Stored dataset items
--
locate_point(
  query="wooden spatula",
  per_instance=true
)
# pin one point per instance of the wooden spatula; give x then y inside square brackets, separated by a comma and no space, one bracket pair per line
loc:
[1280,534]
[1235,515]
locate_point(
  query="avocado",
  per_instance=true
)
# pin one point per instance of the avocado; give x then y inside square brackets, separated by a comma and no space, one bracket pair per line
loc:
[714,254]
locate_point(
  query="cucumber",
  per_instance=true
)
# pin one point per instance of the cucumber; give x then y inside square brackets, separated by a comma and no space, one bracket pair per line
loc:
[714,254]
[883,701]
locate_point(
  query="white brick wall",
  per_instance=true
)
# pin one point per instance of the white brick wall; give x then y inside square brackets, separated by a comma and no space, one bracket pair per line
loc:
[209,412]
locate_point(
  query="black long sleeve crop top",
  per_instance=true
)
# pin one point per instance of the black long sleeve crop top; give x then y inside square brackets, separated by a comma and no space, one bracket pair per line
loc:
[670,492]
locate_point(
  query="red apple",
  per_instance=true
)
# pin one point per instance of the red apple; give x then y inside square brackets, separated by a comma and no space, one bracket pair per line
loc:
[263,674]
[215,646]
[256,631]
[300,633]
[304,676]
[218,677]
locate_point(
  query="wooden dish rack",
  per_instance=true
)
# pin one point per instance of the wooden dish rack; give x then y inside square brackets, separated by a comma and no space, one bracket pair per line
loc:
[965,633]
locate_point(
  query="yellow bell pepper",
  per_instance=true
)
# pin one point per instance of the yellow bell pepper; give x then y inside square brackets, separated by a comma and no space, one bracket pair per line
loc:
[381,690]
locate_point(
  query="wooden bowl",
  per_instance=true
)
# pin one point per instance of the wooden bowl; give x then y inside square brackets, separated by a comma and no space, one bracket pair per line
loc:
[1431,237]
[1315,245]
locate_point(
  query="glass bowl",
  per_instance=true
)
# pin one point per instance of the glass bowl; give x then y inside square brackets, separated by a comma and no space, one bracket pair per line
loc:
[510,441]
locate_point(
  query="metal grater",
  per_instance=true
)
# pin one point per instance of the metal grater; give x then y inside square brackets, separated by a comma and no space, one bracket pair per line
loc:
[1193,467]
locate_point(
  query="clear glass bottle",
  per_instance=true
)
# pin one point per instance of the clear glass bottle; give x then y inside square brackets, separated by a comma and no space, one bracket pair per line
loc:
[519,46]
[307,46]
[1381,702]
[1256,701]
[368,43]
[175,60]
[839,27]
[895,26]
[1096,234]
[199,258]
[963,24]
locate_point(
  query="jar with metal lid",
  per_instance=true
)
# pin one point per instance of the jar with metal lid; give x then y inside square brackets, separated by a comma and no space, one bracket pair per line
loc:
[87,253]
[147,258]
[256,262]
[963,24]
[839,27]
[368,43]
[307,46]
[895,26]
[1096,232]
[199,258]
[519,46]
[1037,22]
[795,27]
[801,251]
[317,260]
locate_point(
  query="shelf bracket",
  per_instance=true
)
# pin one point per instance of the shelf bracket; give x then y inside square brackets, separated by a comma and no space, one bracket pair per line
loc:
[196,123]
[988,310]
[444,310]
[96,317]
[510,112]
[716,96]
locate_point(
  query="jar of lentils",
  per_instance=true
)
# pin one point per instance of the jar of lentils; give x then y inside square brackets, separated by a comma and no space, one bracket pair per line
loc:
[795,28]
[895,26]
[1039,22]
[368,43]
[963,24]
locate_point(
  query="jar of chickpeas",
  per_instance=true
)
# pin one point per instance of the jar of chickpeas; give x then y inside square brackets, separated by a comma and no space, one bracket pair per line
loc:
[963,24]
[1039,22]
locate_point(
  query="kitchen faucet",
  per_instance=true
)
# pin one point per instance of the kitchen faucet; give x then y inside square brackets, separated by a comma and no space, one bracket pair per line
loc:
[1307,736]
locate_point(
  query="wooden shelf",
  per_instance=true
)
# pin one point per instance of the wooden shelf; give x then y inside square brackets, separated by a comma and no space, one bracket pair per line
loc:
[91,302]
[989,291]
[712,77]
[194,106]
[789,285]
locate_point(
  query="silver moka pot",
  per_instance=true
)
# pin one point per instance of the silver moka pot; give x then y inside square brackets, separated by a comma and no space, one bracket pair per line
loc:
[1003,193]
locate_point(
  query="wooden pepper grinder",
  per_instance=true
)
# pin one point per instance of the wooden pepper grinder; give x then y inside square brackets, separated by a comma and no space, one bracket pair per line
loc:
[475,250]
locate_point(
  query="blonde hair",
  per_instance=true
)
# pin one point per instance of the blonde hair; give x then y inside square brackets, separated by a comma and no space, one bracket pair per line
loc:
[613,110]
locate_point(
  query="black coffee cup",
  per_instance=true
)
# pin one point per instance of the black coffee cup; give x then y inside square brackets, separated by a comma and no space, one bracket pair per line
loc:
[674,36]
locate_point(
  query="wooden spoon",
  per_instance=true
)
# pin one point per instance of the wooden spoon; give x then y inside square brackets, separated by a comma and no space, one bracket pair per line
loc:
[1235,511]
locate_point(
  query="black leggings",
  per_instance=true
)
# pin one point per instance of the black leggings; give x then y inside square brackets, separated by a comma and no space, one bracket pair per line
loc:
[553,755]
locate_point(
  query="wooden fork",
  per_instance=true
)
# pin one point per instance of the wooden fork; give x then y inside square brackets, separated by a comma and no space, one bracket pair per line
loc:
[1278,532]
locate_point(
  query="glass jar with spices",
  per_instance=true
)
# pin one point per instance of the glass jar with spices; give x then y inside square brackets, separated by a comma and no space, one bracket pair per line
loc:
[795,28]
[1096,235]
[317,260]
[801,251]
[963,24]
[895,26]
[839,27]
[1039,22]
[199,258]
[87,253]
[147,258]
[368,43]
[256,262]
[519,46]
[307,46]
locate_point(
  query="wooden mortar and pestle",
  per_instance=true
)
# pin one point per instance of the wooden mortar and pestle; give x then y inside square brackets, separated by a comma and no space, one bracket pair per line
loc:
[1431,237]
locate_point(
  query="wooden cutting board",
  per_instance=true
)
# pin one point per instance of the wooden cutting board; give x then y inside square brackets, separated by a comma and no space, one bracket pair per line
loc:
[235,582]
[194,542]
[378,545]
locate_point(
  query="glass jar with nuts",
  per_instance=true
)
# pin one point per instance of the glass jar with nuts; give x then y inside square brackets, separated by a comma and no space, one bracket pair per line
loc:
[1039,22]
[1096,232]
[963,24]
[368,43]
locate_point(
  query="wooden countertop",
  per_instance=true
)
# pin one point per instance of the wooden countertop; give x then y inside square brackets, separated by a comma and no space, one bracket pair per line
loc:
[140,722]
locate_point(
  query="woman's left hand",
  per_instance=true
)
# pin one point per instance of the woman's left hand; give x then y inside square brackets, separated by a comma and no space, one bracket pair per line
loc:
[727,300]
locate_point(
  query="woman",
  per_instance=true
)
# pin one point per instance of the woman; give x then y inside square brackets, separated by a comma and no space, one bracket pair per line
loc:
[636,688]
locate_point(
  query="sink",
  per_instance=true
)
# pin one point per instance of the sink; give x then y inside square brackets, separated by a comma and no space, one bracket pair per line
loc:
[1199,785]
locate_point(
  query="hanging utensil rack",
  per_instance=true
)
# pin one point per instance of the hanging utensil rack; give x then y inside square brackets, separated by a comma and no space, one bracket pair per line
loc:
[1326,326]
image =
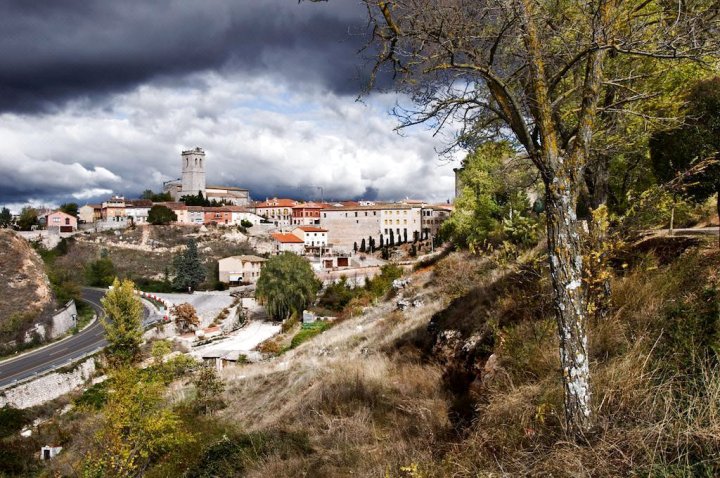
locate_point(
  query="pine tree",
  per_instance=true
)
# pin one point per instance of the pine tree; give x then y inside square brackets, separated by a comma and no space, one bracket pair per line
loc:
[189,270]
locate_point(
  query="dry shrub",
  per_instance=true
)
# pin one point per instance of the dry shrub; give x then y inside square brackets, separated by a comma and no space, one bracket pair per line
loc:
[458,274]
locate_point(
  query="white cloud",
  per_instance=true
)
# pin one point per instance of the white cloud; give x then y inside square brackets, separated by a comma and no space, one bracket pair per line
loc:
[257,133]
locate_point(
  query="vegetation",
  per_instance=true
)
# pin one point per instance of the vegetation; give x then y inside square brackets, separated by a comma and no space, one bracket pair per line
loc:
[5,217]
[101,272]
[28,218]
[70,208]
[186,318]
[287,285]
[123,323]
[189,270]
[161,215]
[156,197]
[208,389]
[136,430]
[687,149]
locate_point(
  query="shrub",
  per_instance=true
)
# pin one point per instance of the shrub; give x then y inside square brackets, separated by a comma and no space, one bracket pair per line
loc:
[309,331]
[12,420]
[234,454]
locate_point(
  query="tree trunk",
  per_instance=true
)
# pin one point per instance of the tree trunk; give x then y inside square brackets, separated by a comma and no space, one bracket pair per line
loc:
[718,210]
[566,270]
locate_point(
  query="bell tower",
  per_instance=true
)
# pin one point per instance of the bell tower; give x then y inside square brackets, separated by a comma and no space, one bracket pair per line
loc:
[193,172]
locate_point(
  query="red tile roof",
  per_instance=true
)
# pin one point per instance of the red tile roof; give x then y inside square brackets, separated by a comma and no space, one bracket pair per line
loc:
[278,203]
[287,238]
[311,229]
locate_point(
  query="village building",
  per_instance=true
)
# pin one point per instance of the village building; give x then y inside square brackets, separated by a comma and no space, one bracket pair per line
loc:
[59,221]
[195,215]
[400,222]
[349,225]
[307,214]
[113,210]
[240,214]
[240,269]
[286,242]
[432,219]
[90,213]
[217,216]
[137,211]
[192,182]
[313,237]
[277,211]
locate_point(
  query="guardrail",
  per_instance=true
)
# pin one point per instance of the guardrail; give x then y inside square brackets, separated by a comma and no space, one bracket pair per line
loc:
[55,367]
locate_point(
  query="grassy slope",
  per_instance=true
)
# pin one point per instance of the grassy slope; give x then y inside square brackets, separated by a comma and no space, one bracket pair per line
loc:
[468,385]
[478,392]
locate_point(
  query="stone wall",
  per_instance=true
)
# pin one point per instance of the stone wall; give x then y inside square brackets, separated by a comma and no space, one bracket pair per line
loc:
[63,320]
[48,387]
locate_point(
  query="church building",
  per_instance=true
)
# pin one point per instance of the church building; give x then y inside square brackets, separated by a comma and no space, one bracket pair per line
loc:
[192,182]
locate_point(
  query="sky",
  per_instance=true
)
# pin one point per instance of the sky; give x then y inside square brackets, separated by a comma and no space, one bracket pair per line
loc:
[100,98]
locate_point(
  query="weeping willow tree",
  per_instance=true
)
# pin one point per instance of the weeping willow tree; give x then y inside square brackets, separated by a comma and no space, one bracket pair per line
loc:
[287,285]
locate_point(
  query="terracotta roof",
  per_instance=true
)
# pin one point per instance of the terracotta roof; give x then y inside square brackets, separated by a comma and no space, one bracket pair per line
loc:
[287,238]
[278,203]
[228,188]
[217,209]
[237,209]
[311,229]
[172,205]
[246,258]
[310,205]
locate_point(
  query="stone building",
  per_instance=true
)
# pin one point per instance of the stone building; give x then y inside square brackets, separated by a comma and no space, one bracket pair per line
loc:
[192,182]
[237,269]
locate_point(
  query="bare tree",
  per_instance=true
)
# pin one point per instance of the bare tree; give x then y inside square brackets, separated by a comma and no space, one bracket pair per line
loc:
[541,73]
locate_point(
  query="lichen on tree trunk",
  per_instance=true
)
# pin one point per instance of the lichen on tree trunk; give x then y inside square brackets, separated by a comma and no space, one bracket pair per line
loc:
[566,270]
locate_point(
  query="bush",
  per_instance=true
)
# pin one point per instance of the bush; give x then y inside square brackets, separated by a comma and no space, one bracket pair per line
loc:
[233,455]
[309,331]
[379,285]
[337,295]
[12,420]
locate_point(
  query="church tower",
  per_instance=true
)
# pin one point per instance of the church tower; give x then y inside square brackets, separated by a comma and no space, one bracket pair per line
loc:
[193,168]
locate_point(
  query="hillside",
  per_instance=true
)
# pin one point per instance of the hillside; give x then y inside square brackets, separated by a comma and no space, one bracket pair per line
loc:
[24,286]
[463,384]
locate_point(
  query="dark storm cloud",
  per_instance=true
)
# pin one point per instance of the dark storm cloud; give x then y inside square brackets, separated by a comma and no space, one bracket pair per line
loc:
[54,51]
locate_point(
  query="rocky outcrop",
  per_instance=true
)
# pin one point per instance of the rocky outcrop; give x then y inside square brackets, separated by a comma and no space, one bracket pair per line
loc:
[25,291]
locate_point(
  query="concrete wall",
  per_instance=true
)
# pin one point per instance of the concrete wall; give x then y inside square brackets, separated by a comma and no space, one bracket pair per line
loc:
[48,387]
[345,227]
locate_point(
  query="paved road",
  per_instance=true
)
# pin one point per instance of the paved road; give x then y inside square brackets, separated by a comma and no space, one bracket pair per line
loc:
[59,353]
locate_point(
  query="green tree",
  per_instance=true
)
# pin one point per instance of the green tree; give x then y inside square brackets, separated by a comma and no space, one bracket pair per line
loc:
[189,270]
[5,217]
[287,285]
[137,428]
[491,199]
[122,323]
[675,152]
[209,389]
[28,218]
[160,215]
[70,208]
[101,272]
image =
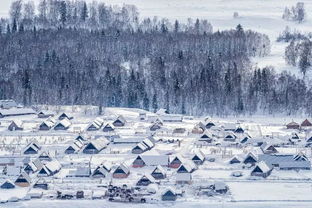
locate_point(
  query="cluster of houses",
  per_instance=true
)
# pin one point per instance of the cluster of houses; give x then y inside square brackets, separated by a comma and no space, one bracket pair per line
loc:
[169,157]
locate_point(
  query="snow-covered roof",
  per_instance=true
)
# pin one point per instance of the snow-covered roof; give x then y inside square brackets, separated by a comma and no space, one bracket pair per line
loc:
[53,166]
[183,177]
[263,167]
[16,111]
[154,160]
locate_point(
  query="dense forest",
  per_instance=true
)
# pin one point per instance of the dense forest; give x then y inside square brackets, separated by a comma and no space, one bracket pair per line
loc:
[71,52]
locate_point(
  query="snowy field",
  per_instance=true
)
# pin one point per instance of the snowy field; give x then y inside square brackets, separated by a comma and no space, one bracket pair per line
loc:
[198,204]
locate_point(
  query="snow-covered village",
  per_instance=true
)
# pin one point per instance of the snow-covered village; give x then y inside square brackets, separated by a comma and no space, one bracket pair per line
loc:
[134,156]
[148,104]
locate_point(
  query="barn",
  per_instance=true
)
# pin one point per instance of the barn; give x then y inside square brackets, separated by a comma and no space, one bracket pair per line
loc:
[175,162]
[198,157]
[169,195]
[108,128]
[95,146]
[16,126]
[292,125]
[159,173]
[65,115]
[16,112]
[23,180]
[250,159]
[75,147]
[64,124]
[120,121]
[32,148]
[121,171]
[45,114]
[261,170]
[7,185]
[145,180]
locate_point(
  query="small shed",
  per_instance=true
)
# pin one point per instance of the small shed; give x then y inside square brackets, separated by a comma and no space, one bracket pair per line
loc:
[121,171]
[23,180]
[65,115]
[7,185]
[32,148]
[108,128]
[159,173]
[45,114]
[64,124]
[292,125]
[120,121]
[261,170]
[306,124]
[169,195]
[16,126]
[95,146]
[145,180]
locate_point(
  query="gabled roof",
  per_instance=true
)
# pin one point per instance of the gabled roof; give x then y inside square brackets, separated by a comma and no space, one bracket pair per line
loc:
[25,176]
[159,169]
[155,160]
[64,122]
[148,143]
[98,144]
[18,123]
[122,167]
[199,154]
[16,111]
[264,168]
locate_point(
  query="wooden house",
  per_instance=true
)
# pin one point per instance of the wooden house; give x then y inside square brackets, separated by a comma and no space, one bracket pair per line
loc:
[169,195]
[199,128]
[261,170]
[183,178]
[45,114]
[95,146]
[7,104]
[45,156]
[101,171]
[159,173]
[250,159]
[268,148]
[230,137]
[306,124]
[42,184]
[186,167]
[239,130]
[108,128]
[176,162]
[235,160]
[47,125]
[16,112]
[33,166]
[64,124]
[150,160]
[7,185]
[95,125]
[23,180]
[121,171]
[293,125]
[16,126]
[74,148]
[119,121]
[145,180]
[65,115]
[209,124]
[50,169]
[32,148]
[198,157]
--
List every line of the listing above that contains the string "willow", copying each one in full.

Reply:
  query="weeping willow tree",
# pin one point per instance of the weeping willow tree; give x then y inside square brackets, separated by a comma and no space, one bracket pair per line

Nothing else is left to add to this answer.